▸ **What the exercise asks**
Rewrite the data below, changing every "green foliage" to "leafy greenery" and leaving everything else unchanged.

[START]

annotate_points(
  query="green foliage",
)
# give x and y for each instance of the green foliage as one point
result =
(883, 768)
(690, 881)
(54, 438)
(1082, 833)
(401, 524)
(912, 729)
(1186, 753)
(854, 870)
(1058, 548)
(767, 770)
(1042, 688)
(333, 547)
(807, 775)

[END]

▸ **Response to this exercise**
annotate_points(
  query="leafy greenery",
)
# give x and y for each instance of the leafy greenery as one point
result =
(883, 768)
(690, 881)
(54, 438)
(1082, 833)
(401, 524)
(912, 729)
(1186, 753)
(854, 870)
(1058, 548)
(767, 770)
(1042, 688)
(333, 547)
(807, 775)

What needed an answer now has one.